**** DATA EXTRACT ****
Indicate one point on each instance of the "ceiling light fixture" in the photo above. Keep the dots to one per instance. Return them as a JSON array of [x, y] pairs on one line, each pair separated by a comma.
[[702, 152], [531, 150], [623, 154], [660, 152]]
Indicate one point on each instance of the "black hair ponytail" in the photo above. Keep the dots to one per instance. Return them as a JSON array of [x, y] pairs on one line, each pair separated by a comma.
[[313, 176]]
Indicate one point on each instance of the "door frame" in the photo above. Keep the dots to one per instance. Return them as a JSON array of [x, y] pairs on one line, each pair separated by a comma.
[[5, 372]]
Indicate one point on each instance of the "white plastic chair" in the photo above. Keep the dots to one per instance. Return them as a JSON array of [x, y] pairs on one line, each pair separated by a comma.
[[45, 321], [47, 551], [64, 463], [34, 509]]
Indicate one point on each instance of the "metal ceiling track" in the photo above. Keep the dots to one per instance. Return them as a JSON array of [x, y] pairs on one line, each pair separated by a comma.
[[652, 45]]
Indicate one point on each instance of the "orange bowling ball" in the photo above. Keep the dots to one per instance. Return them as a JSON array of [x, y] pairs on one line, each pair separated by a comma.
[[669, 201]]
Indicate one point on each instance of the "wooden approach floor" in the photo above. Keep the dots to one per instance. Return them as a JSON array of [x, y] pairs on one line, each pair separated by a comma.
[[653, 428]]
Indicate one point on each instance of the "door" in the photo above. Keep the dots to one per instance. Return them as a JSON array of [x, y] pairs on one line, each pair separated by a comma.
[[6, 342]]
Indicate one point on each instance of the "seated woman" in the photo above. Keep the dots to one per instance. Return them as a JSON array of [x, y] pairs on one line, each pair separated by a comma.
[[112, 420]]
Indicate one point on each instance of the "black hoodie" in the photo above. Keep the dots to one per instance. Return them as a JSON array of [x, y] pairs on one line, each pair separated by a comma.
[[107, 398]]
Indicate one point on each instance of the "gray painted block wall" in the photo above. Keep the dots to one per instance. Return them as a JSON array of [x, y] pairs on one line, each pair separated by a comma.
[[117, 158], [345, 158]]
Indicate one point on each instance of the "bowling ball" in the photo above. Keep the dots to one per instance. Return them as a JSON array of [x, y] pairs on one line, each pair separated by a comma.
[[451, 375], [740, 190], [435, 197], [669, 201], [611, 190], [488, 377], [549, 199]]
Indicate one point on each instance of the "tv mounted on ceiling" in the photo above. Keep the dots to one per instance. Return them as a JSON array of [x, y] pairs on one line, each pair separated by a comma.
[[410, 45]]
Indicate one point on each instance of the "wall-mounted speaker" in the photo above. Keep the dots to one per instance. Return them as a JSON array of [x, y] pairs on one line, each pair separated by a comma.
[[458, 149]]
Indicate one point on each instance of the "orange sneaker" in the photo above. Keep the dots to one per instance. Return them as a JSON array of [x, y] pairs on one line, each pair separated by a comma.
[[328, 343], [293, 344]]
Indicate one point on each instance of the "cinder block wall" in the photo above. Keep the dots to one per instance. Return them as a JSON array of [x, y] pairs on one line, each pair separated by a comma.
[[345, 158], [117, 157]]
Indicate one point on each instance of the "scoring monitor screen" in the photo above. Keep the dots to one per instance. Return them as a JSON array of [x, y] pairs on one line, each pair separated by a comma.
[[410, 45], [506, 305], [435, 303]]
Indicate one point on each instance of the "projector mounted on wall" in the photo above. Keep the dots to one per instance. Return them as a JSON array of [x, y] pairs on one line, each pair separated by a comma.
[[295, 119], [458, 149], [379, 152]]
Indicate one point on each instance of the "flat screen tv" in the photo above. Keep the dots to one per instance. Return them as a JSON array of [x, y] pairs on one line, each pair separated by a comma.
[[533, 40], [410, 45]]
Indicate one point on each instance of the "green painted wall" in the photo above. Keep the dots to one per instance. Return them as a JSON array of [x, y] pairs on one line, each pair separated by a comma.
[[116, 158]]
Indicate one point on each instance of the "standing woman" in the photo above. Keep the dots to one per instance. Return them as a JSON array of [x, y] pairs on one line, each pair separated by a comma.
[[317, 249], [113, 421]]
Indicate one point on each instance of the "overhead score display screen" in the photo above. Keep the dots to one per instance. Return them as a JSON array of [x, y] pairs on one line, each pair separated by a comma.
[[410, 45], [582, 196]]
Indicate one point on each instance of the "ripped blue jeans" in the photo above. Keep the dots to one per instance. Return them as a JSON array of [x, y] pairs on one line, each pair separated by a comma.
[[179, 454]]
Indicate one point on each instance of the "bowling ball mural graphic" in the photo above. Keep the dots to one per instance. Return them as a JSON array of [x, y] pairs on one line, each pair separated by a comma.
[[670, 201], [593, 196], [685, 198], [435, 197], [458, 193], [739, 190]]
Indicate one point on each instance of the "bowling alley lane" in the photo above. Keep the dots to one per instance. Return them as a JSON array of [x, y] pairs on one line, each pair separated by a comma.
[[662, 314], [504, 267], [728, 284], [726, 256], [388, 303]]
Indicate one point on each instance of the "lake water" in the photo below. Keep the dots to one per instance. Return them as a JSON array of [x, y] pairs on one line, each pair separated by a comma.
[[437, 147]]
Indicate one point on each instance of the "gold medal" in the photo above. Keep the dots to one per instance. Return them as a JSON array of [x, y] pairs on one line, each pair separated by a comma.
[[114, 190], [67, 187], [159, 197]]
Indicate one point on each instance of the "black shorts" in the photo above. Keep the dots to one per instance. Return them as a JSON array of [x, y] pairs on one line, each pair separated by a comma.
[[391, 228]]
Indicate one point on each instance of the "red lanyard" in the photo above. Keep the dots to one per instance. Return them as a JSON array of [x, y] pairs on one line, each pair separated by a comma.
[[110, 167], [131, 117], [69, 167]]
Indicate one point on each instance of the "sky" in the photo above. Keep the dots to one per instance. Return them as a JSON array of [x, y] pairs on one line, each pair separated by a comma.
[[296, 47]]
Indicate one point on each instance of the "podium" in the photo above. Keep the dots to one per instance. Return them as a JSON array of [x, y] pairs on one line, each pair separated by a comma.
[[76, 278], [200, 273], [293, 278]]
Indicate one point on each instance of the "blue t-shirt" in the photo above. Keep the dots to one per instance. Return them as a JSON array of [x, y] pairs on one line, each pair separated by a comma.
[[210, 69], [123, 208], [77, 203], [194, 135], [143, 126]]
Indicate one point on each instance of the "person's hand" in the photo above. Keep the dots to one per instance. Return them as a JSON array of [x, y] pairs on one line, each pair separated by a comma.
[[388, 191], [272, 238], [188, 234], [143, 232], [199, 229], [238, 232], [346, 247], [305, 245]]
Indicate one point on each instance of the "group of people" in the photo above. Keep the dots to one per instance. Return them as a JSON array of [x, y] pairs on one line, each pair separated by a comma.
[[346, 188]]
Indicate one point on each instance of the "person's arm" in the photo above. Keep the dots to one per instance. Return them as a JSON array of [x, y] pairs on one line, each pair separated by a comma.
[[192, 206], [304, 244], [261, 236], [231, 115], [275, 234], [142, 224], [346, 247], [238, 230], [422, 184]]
****
ABOUT THIS EXERCISE> Repeat all the records without altering a single word.

ANSWER SECTION>
Indicate one point on each instance of the "ceiling light fixture" in the photo above. Keep the dots to one per instance. Return them as a JSON array of [x, y] pairs on one line, each pair separated by a comma.
[[702, 152], [531, 150], [623, 154], [660, 152]]
Indicate one point on each instance of the "black hair ponytail" in the photo above. Keep the dots to one per instance. Return them as a JSON array of [x, y] pairs on one line, each pair separated by a comma.
[[313, 176]]
Indicate one point on each instance of the "door frame" in the photo above. Keep the dots to one per instance. Return them as a JSON array of [x, y] pairs on one line, each pair separated by a comma.
[[5, 372]]
Indicate one point on each instance of the "white plastic chair" in the photo above. Keep the dots to one per instance. Return them as a JSON array of [x, y] pairs on one line, each pair separated by a comma.
[[45, 321], [47, 551], [64, 463], [34, 509]]
Indicate one point on each instance of the "metal ceiling track" in the photo above. Keep the dots to one per instance. Return them as a JSON array of [x, y] pairs on one line, each pair separated by a comma.
[[652, 45]]
Indicate one point on each instance of the "orange bowling ball" in the photo above. Keep the dots to one per instance. Return them as a JSON array of [x, y] pairs on one line, each pair separated by a comma.
[[669, 201]]
Indicate one point on each instance of the "wooden approach floor" in the photo above. Keep the dots to one per instance. Return them as a JSON array of [x, y] pairs on one line, each pair separated by a comma.
[[653, 428]]
Indicate one point on each instance of the "door" in the photo above. Keep the dots to one per instance. Return them as a JSON array of [x, y] pairs on one line, each pair separated by a comma.
[[6, 342]]
Indicate one point on each instance of the "seated woman" in the photo above. Keep the dots to one per instance. Return them as a JSON array of [x, y] pairs on one line, each pair separated by a comma.
[[112, 420]]
Indicate one point on each instance of the "black hoodie" in the photo above. Keep the dots to one per instance. Return them as a JSON array of [x, y] pairs on one line, each pair separated by a comma.
[[107, 398]]
Indicate one point on each instance of the "gray painted block wall" in the photo above. Keep the dots to one per instance. Return them as a JSON array of [x, y] pairs on one line, each pair separated by a comma.
[[117, 158], [345, 158]]
Indicate one point on each instance of the "bowling ball" in the photo above. Keep the dots to one per instance. Return them as a JSON array of [x, y] pairs on one line, each pair separated by a comma.
[[451, 375], [740, 190], [435, 197], [669, 201], [611, 190], [488, 377], [549, 199]]
Indicate one point on each instance of the "tv mounted on ceiling" in the photo above. Keep the dots to one per instance. Return them as a JSON array of [x, y] pairs on one line, each pair separated by a comma.
[[410, 45]]
Indicate one point on each instance of the "wall-mounted speaker" in the photo above. Keep the dots to one per instance. Return them as a JSON array of [x, y] pairs on one line, each pair separated by a comma.
[[458, 149]]
Indicate one point on each instance of the "orange sneaker" in the photo above. Keep the dots to one per instance. Return them as a JSON array of [x, y] pairs on one line, each pair separated by a comma.
[[328, 343], [293, 344]]
Indicate one point on each instance of the "cinder block wall" in the photo above. Keep the dots to one per instance. Return them as a JSON array of [x, y] pairs on one line, each pair separated by a comma.
[[345, 158], [117, 157]]
Indicate one point on each instance of the "scoring monitor screen" in the photo above. Keep the dots to one per instance. Return them as a JSON array of [x, y] pairs on one line, each pair separated by a comma.
[[410, 45], [506, 305], [435, 303]]
Indicate one point on each instance of the "projector mounted on wall" in the photo above. Keep the dots to one per instance. Return them as a JSON array of [x, y] pairs on one line, each pair separated by a comma.
[[295, 119], [458, 149], [379, 152]]
Indicate one point on each instance of the "flat screen tv" in the photo above. Keep the dots to one per instance. Return them as a JSON array of [x, y] pairs on one line, each pair separated by a comma.
[[533, 40], [410, 45]]
Indicate one point on each instance of the "green painted wall" in the photo above. Keep the dots to one per instance. Return them as a JSON array of [x, y] pairs on one line, each pair separated by a comma.
[[116, 158]]
Indicate one point on each instance of the "standing woman" in the photo above. Keep the dots to one per instance. Return them as a JSON array of [x, y] pairs on one line, each pair separated by a comma.
[[317, 249], [113, 421]]
Indicate one point on each instance of the "overhead score display screen" in the photo above. Keep the dots to one per instance. Return them as a JSON array of [x, y] pairs on one line, each pair separated by a comma.
[[410, 45], [582, 196]]
Indicate one point on each instance of the "ripped blue jeans" in the photo above. Keep the dots to one per instance. Return them as a JSON array of [x, y] pairs on one line, each pair separated by a comma.
[[179, 454]]
Indicate one point on each instance of the "bowling ball mural graphic" in the photo above. Keep the dots to one per instance. Return them as a JSON array of [x, y] pairs on one line, each pair separated by a comma.
[[670, 201], [593, 196], [685, 198], [435, 197], [458, 193], [739, 190]]
Indicate one point on each instance of the "bowling alley lane" in the photo above. Keep the dots to one per instance. Return them as a JSON array of [x, y] pairs on one line, each pair separated by a comma.
[[662, 314], [504, 267], [728, 284], [726, 256], [388, 303]]
Indicate one point on each instance of the "lake water" in the photo below. Keep the dots to one per instance. Return them as a JSON array of [x, y] pairs on one line, each pair separated by a comma.
[[437, 147]]
Indicate one point on each instance of the "gold medal" in the photo above. Keep the dots to one per instance. Return them as a JSON array of [x, y] pairs on one line, each pair separated by a comma.
[[114, 190], [67, 187], [159, 197]]
Indicate one point on each instance of the "black shorts" in the photo above. Keep the dots to one per instance. Return them as a JSON array of [x, y] pairs on one line, each pair separated by a comma.
[[391, 228]]
Indicate one point on each instance of the "red lanyard" in the photo above. Keep the dots to one per instance. Return them as a JSON array of [x, y] pairs on one line, each pair separated by a comma.
[[110, 167], [131, 117], [69, 167]]
Indicate one point on each instance of the "sky" in the photo above. Keep the dots to one per instance. Return them as a JSON array of [x, y] pairs on one line, each pair separated by a comma.
[[296, 47]]
Indicate one point on each instance of the "podium" in the photo above. Keep the dots to one per instance. Return them as a JSON array of [x, y] pairs on one line, each pair separated by a comma.
[[76, 278], [200, 273], [293, 278]]
Indicate one point on each instance of the "blue t-shirt" in the photo above. Keep the dots to one per instance. Return them as a JSON array of [x, y] pairs on one line, each pair separated by a comma.
[[210, 69], [123, 208], [77, 203], [194, 135], [143, 126]]
Indicate one point on each instance of the "person's hand" in the photo above. Keep the dots to one per instance. Return them as a JSON array of [x, y] pairs on one line, each pair separated by a comma.
[[388, 191], [272, 238], [188, 234], [143, 232], [199, 229], [238, 232], [346, 247], [305, 245]]
Indicate one point on each instance of the "group of people" in the photo above. Keep the dots to one per instance. Return them as a JSON array of [x, y] pairs on one line, each pair separated by a comma.
[[346, 188]]
Indicate one point on each instance of the "person's arm" in the photo above. Keep the dots to one per instance. Return them as a JSON array of [x, y] pairs on one line, each pair separated by a comma.
[[192, 206], [304, 244], [261, 236], [231, 115], [275, 234], [142, 224], [346, 247], [238, 230], [422, 184]]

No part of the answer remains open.